*Assignment*
Lift out, unaltered, the lines of the material below between the line holding "24V18L103 36H90L83 34L84" and the line holding "positive clicks: (56, 35) (116, 21) (25, 58)", counting both.

*Records supplied*
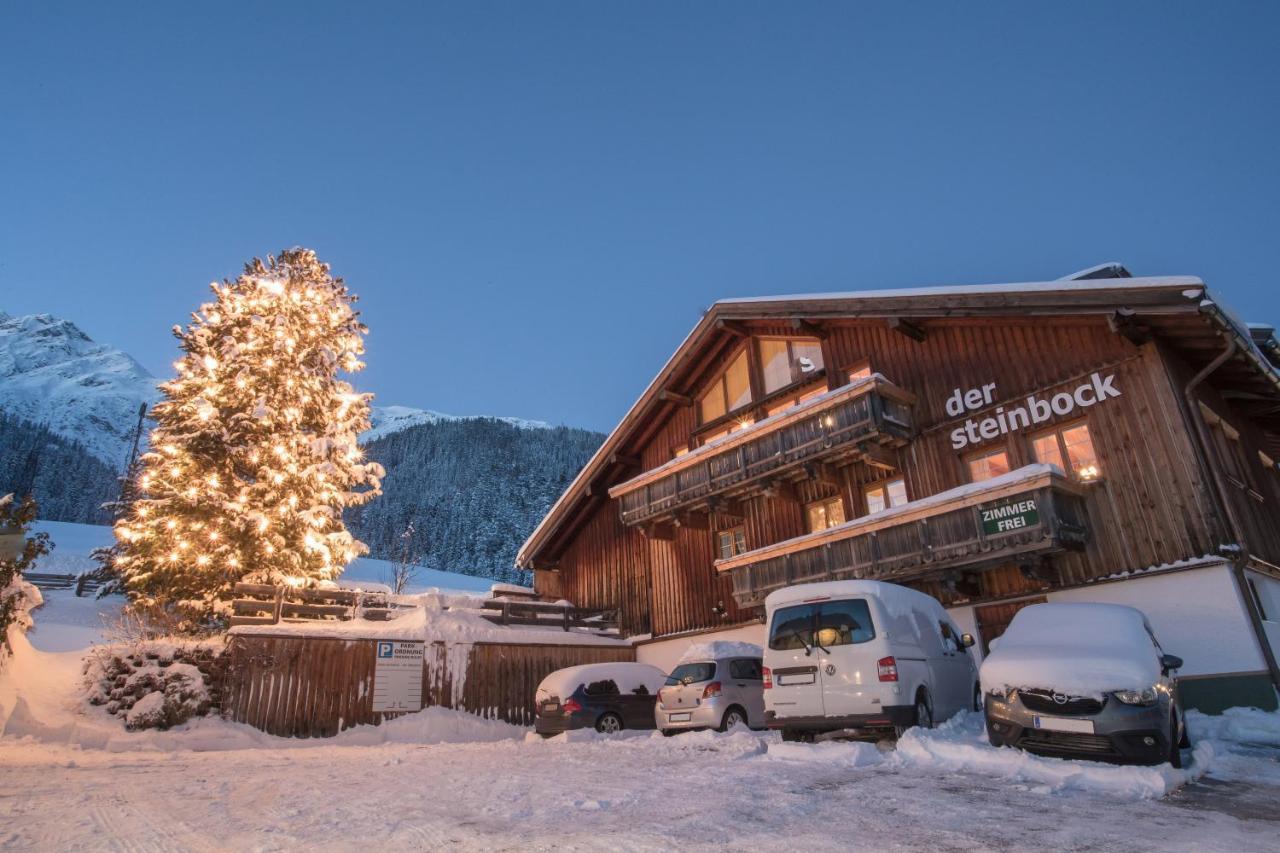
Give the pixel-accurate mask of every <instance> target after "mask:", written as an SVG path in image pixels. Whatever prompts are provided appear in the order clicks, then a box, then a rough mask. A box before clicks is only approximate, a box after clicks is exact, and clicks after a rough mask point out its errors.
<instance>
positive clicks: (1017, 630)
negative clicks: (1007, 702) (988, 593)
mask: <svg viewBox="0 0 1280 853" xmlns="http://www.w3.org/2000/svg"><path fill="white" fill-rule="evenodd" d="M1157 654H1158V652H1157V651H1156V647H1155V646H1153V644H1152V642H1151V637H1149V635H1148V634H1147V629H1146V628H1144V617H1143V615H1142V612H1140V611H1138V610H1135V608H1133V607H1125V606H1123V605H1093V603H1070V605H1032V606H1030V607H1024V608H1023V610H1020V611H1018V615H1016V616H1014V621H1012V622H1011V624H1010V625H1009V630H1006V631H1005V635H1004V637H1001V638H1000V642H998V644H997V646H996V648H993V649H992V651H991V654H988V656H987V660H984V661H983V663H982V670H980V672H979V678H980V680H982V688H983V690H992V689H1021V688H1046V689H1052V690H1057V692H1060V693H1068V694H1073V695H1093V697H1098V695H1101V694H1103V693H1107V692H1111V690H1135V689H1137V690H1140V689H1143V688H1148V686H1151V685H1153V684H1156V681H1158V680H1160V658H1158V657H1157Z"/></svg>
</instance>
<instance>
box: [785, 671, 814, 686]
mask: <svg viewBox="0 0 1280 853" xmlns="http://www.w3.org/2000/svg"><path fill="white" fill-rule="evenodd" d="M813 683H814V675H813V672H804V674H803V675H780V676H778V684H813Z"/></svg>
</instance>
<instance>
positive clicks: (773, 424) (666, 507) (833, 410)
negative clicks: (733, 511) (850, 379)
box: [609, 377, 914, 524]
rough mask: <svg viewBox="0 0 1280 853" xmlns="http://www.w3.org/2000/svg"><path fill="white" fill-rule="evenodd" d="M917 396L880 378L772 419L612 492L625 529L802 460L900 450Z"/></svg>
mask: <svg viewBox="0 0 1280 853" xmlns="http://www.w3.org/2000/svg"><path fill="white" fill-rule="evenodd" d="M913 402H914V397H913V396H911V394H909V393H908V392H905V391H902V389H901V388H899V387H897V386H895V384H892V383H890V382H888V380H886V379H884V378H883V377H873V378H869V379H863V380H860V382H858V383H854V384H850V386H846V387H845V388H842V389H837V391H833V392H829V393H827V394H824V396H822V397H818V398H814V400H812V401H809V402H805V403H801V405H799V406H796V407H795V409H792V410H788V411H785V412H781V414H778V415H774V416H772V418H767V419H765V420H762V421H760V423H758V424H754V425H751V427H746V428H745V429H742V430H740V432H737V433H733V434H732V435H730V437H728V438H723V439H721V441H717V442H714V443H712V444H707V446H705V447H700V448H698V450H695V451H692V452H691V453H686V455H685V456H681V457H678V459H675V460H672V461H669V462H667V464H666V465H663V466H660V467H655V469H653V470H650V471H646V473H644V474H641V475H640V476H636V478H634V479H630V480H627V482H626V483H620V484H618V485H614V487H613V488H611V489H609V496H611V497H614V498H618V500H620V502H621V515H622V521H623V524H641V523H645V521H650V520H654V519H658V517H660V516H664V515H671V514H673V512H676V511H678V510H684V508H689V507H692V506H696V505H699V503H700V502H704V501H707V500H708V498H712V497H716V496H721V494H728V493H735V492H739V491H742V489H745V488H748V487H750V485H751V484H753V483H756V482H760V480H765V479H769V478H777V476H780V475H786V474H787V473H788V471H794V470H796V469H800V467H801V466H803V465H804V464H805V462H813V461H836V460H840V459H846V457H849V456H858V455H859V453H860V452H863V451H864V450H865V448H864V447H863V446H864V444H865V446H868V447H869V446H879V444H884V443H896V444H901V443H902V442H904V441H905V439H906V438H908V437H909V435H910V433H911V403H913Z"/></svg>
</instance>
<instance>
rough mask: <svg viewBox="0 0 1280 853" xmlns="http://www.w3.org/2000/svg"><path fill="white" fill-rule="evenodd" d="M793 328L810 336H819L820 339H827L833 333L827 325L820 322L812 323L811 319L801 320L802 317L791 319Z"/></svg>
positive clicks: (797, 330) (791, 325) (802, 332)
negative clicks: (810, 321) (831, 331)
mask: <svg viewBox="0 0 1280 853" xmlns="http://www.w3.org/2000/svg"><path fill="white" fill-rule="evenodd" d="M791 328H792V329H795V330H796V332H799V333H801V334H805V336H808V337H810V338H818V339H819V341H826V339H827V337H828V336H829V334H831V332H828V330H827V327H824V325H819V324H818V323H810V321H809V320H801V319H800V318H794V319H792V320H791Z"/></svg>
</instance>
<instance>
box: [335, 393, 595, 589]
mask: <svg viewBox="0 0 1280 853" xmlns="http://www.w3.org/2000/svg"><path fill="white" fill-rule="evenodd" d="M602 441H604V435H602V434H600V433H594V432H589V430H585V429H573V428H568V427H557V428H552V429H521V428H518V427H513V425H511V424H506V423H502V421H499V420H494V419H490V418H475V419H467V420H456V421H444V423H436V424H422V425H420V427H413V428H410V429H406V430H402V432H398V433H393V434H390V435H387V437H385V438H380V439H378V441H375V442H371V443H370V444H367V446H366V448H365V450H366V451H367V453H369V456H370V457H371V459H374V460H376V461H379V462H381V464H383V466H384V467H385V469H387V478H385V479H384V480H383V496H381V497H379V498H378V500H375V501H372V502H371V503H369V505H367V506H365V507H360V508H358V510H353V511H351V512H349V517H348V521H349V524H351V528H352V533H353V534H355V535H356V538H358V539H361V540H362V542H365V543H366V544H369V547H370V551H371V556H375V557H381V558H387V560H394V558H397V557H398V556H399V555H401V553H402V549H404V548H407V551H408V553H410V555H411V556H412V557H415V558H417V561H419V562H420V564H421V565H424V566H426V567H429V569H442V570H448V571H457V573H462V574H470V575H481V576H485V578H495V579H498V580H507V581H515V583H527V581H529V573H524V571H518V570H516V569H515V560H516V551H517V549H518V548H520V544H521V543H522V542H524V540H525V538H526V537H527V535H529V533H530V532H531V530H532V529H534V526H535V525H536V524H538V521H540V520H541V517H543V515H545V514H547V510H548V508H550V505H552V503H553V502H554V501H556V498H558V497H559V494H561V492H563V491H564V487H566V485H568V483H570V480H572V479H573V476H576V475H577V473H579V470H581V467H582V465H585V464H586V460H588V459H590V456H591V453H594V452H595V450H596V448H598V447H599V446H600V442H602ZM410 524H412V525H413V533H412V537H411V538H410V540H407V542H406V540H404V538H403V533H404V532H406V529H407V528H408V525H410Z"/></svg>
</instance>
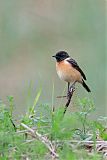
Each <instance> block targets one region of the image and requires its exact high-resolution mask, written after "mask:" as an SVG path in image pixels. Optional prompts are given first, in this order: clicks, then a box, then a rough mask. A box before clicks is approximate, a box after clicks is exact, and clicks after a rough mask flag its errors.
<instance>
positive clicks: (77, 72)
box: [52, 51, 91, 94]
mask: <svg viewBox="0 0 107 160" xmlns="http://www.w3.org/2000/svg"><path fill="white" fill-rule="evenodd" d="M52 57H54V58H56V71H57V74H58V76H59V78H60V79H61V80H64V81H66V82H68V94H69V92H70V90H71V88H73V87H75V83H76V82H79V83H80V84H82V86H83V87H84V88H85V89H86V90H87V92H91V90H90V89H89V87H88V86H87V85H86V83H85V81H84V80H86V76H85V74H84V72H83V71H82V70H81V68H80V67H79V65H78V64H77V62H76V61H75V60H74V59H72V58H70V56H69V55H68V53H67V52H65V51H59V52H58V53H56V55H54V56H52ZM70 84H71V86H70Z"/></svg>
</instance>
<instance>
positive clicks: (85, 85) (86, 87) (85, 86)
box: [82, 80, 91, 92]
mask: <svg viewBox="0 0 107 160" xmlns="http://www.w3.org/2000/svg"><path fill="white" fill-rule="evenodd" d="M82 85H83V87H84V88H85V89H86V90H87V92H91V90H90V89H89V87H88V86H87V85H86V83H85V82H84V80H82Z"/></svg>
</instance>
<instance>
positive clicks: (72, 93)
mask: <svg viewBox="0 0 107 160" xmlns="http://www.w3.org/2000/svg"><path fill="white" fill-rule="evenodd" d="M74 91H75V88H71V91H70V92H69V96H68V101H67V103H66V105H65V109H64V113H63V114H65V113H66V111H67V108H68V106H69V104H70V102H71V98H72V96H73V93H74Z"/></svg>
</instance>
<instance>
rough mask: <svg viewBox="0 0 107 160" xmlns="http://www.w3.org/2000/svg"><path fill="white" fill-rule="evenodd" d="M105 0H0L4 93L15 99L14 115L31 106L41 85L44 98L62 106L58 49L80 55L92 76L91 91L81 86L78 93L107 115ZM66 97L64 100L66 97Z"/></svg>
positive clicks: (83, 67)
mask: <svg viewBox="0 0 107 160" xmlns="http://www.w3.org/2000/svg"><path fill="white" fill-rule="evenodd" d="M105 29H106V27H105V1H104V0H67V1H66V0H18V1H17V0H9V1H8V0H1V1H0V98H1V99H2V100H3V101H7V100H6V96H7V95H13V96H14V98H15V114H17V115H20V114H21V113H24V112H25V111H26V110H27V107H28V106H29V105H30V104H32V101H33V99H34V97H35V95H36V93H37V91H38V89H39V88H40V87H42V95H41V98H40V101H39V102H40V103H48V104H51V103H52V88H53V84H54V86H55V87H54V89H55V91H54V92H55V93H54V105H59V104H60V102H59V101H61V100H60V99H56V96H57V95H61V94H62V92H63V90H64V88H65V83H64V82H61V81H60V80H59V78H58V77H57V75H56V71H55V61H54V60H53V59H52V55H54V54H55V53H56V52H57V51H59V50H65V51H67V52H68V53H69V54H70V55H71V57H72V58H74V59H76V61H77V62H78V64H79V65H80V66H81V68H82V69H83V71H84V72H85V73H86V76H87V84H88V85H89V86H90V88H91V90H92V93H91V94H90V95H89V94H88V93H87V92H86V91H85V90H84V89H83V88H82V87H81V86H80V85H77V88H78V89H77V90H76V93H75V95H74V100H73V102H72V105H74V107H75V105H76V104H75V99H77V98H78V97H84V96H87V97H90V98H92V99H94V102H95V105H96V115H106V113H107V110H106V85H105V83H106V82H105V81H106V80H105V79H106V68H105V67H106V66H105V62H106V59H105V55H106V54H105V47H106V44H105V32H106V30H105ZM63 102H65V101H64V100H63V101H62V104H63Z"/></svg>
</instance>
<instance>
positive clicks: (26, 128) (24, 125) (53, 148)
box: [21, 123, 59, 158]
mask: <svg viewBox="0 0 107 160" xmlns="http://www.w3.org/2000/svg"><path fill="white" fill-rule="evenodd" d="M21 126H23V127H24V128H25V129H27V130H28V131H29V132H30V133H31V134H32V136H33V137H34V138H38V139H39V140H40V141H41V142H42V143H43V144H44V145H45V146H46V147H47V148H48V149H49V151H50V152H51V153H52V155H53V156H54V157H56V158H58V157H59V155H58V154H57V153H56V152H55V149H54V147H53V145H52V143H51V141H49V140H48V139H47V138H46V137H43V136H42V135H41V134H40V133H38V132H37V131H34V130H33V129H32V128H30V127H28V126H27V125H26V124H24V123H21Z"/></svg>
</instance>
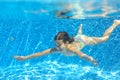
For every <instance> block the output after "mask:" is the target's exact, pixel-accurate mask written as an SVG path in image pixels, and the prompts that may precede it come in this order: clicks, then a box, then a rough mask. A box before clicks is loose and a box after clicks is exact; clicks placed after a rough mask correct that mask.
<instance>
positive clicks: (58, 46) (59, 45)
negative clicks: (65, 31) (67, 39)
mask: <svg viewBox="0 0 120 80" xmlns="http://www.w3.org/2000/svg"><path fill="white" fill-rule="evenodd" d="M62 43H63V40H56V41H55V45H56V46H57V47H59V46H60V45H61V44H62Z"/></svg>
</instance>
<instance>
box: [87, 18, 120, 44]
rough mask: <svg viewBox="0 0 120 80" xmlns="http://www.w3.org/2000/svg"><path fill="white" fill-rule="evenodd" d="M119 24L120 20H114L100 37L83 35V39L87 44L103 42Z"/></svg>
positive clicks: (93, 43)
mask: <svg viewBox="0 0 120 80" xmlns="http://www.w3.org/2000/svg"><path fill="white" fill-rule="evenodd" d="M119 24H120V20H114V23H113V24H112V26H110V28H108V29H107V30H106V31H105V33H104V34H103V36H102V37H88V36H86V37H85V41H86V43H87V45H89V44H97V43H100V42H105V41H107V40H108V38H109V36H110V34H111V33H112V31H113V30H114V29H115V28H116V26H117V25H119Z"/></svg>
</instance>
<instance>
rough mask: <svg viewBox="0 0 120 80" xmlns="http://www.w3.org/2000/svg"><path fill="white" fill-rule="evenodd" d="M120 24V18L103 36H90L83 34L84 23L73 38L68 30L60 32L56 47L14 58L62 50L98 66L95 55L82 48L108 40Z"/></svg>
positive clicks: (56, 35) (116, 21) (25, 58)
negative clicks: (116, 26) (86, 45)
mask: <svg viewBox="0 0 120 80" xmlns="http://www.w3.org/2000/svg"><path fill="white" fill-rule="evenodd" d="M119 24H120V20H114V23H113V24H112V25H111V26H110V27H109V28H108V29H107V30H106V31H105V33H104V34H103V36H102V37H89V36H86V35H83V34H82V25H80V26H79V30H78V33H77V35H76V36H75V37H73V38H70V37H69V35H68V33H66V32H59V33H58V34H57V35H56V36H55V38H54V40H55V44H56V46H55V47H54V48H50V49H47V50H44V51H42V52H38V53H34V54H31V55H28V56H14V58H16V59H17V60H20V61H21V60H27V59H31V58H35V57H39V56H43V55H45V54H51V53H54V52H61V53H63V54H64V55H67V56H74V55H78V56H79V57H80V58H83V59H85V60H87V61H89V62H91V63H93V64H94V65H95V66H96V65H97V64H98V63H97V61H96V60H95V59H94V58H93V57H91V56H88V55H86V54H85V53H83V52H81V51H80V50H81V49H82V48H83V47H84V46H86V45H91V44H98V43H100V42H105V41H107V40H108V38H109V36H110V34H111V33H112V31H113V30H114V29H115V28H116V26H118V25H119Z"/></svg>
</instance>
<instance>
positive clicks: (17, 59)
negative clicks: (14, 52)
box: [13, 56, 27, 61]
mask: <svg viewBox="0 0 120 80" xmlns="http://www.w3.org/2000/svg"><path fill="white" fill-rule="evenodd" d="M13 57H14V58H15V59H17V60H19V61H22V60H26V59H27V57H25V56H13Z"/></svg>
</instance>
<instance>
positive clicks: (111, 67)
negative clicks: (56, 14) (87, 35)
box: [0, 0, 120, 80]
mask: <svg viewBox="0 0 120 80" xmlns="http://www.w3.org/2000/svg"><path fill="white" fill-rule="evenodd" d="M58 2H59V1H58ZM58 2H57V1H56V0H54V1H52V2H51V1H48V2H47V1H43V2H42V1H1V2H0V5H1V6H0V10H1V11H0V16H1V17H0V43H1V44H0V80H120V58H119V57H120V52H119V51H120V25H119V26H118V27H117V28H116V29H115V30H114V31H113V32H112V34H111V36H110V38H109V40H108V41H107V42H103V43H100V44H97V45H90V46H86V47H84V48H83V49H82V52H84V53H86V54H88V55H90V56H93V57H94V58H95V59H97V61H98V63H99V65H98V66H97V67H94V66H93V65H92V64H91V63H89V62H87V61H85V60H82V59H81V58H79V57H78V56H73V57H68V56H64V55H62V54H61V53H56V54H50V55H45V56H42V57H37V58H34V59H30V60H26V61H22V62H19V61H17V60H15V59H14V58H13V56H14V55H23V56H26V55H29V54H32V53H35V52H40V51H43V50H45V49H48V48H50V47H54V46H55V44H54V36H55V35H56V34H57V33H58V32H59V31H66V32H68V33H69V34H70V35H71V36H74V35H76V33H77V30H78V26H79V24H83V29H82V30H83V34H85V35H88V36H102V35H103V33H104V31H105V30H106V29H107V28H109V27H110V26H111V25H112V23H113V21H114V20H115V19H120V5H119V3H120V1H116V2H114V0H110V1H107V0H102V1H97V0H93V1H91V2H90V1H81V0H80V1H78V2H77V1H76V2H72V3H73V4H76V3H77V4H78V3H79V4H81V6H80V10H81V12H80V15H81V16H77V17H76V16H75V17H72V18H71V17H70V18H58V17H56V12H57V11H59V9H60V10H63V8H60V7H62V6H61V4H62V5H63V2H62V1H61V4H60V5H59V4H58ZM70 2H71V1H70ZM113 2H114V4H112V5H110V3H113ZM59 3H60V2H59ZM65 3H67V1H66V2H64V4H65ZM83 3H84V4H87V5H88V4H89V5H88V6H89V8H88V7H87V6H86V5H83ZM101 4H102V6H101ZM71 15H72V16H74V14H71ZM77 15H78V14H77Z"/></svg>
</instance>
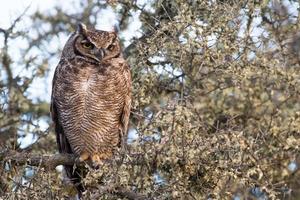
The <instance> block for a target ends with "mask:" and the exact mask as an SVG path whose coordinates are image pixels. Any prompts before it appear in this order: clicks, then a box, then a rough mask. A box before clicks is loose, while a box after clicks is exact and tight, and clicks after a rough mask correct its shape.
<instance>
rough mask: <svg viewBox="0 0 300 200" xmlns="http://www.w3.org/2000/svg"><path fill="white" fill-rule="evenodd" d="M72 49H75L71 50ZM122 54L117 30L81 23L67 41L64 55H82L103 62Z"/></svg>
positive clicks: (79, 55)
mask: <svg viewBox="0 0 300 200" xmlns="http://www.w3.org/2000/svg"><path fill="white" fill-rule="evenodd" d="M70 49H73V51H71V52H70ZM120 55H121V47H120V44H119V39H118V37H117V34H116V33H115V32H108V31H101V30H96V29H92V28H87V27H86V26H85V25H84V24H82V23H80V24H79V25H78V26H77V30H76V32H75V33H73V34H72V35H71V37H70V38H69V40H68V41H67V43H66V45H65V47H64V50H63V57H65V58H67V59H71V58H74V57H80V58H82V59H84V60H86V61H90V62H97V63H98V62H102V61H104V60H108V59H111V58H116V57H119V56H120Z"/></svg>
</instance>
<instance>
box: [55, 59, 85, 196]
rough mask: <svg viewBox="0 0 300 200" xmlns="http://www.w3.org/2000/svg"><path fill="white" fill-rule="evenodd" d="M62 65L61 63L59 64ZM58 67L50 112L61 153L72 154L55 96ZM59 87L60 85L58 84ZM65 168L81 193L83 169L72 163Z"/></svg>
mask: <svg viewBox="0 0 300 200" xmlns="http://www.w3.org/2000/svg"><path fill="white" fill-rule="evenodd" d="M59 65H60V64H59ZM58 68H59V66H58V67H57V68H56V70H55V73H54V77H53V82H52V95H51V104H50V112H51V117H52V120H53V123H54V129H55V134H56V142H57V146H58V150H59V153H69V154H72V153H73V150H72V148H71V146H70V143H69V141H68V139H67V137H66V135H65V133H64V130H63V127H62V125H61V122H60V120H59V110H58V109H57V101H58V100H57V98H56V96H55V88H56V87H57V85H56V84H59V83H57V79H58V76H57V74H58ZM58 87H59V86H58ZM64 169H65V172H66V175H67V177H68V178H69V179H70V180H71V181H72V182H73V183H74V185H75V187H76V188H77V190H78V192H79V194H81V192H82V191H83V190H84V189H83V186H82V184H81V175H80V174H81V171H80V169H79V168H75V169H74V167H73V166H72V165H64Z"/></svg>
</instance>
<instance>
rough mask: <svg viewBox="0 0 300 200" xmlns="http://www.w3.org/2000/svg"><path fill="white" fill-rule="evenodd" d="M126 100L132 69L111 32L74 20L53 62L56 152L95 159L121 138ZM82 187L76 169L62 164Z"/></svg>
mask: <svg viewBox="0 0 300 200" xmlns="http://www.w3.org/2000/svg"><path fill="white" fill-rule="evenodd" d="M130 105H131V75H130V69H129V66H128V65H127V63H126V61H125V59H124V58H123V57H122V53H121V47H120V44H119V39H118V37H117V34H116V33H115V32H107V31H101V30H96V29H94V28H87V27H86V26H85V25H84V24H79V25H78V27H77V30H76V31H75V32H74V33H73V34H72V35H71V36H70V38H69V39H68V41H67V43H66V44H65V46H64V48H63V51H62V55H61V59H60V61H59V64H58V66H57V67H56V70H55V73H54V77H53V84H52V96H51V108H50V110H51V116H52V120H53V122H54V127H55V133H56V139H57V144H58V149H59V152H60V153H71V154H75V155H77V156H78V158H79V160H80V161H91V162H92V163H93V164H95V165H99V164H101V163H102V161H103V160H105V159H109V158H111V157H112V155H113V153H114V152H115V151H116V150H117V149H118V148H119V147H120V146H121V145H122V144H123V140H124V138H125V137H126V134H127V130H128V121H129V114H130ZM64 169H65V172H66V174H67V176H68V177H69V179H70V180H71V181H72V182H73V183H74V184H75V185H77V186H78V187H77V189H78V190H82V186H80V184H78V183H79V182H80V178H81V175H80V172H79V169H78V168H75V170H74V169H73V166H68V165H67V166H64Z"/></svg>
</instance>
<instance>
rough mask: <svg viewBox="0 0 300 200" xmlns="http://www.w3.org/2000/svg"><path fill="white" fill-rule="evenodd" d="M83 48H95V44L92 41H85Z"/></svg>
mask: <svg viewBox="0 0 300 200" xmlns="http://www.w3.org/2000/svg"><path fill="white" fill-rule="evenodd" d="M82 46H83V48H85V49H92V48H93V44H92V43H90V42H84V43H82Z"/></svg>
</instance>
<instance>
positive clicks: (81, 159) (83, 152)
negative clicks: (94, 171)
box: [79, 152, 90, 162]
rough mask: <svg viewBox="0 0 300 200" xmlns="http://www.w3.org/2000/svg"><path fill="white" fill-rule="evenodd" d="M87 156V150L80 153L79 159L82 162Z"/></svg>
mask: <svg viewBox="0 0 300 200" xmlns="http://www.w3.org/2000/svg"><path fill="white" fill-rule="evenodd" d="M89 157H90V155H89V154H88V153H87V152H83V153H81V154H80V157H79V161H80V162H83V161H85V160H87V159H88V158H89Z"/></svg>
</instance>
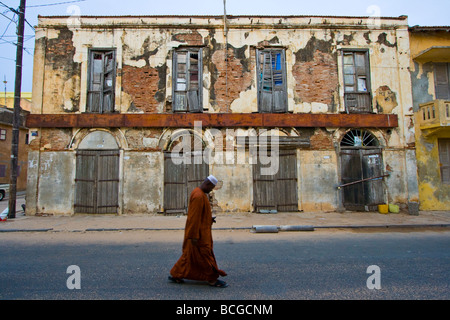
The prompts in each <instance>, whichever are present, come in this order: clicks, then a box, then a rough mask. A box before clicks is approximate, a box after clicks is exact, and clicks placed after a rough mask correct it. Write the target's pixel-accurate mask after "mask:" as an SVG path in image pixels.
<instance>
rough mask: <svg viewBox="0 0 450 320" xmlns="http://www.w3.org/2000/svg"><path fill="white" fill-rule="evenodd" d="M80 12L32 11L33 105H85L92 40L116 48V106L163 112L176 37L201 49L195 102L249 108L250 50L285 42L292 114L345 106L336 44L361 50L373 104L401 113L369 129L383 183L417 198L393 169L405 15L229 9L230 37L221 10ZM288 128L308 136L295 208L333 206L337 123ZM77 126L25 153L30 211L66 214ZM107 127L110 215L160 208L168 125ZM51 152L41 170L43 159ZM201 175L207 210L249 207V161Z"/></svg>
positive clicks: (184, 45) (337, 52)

*Reply*
rough mask: <svg viewBox="0 0 120 80" xmlns="http://www.w3.org/2000/svg"><path fill="white" fill-rule="evenodd" d="M120 24V18L103 36H90L83 34L84 23L73 38L68 30L60 32L56 47L14 58L62 50L98 66L95 55L82 48L108 40Z"/></svg>
positive clicks: (56, 35) (116, 21) (25, 58)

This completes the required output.